Répondez à ces questions à partir du texte sur le paiement en espèces en Europe :
1. Quelle part de leurs transactions les Allemands réglaient-ils en liquide ?
2. Quand la loi suédoise visant à conserver le cash entrera-t-elle en vigueur ?
3. Qu'est-ce que New York vient d'interdire aux commerçants ?

## Texte du document
= = = = =

En Europe, plusieurs entreprises « pure players » développent une stratégie visant à intégrer le cash comme moyen de paiement pour les transactions en ligne. Revue de portefeuille de ces solutions par Gabriel Lucas, associate director chez Redbridge.

 

Malgré de multiples innovations en matière de paiement, la majorité des transactions en Europe continuent d’être réglées majoritairement en espèces, essentiellement pour des achats de faibles montants. Sur la base d’une enquête réalisée auprès des ménages en 2016, l’Eurosystème avait publié fin 2017 un rapport sur les habitudes de paiement des particuliers dans la zone euro. Les résultats de cette étude, intitulée « Study on the Use of Cash by Households in the euro area » (SUCH), montrait que les espèces étaient l’instrument de paiement le plus utilisé dans la zone euro : 79% des achats réalisés en magasin et 54% des paiements. Pour leur part, les cartes bancaires étaient utilisées dans 19 % des transactions, représentant 39 % de la valeur totale des paiements.

Les Allemands comptaient parmi les plus attachés à l’utilisation du cash en Europe, avec environ 70 % de leurs transactions réglées en liquide. À l’opposé se trouvent les pays nordiques, qui voient depuis plusieurs années émerger une tendance vers une société « cashless ». La France est dans une position intermédiaire, avec environ 68 % des transactions effectuées en espèces et a connu une baisse de 5 % dans l’utilisation de billets au cours des cinq dernières années.

Utilisation du cash

Parmi les raisons qui justifient l’utilisation des billets, nous retrouvons notamment l’instantanéité de la transaction, l’absence d’intermédiaires, la notion d’anonymat, la thésaurisation et la possibilité d’accéder aux moyens de paiement pour les plus vulnérables d’entre nous.

En termes de panier moyen, l’utilisation du cash est de plus en plus cantonnées aux paiements de très petits montants, après l’arrivée du paiement par carte sans contact et des eWallet (Apple Pay, Google Pay, etc.), qui permettent de régler très facilement des paiements à faible montant.

Réglementation

Avec une bonne partie des paiements toujours effectuée en espèces, et malgré le risque lié au cash, les arguments pour conserver ce moyen de paiement sont nombreux.

À titre d’exemple, la Suède vient d’adopter une loi, qui entrera en vigueur le 1er janvier 2021, visant à conserver le cash. Les banques, avec un volume de dépôts supérieur à 70 milliards de couronnes suédoises, seront obligées de proposer des services de retrait de cash aux consommateurs, et de retrait et de dépôt aux entreprises. Des pénalités sont prévues en cas de non-respect.

De son côté, le Royaume-Uni prévoit aussi une loi (pas de date précise) pour réguler la disponibilité de cash. Cette tendance ne s’observe pas qu’en Europe. Aux États-Unis, New York vient d’interdire aux commerçants de refuser le paiement en espèces.

= = = = =

## Section des données
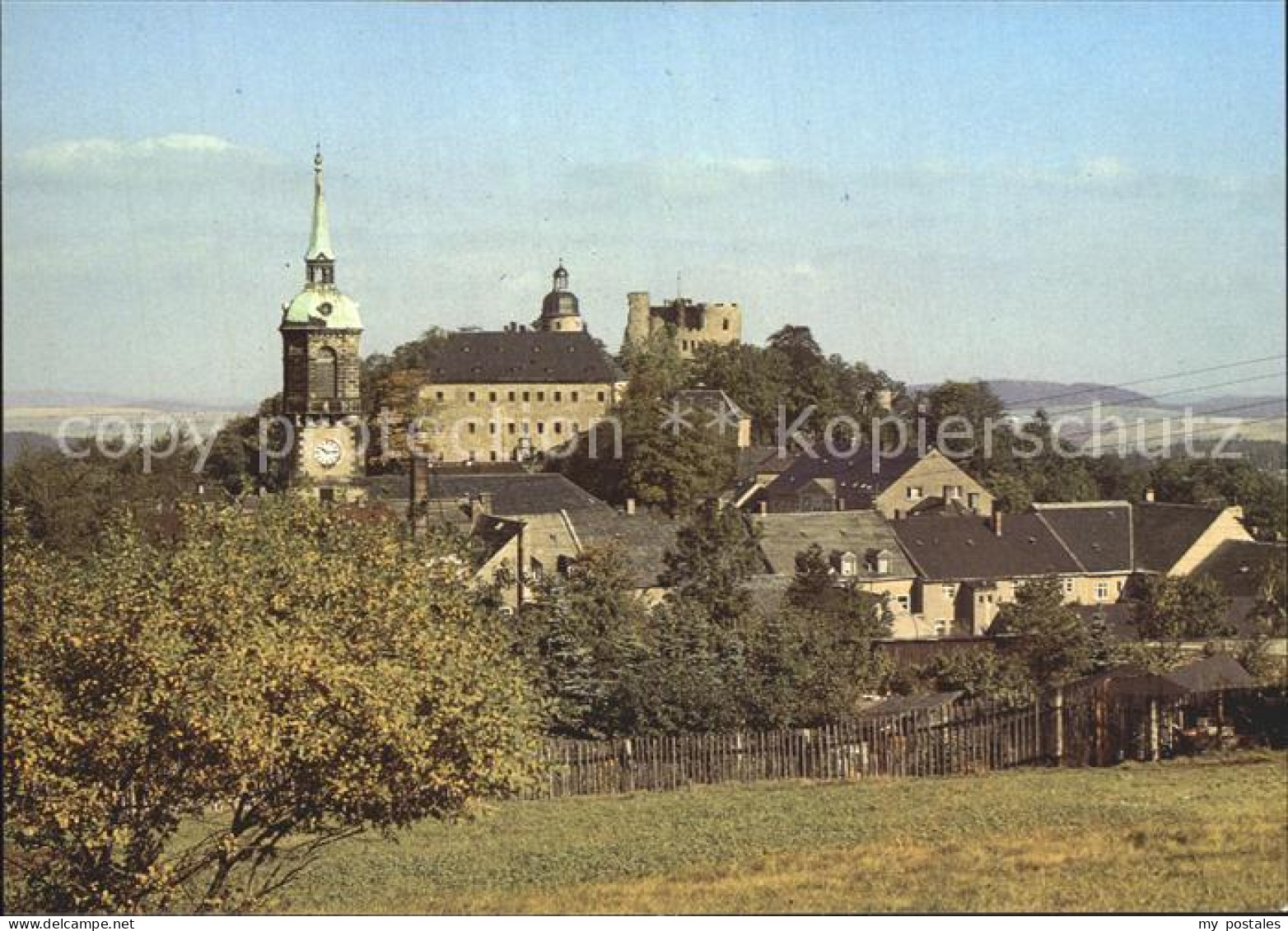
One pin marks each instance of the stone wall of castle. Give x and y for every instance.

= = = = =

## Corrigé détaillé
1. Environ 70 % de leurs transactions.
2. Le 1er janvier 2021.
3. De refuser le paiement en espèces.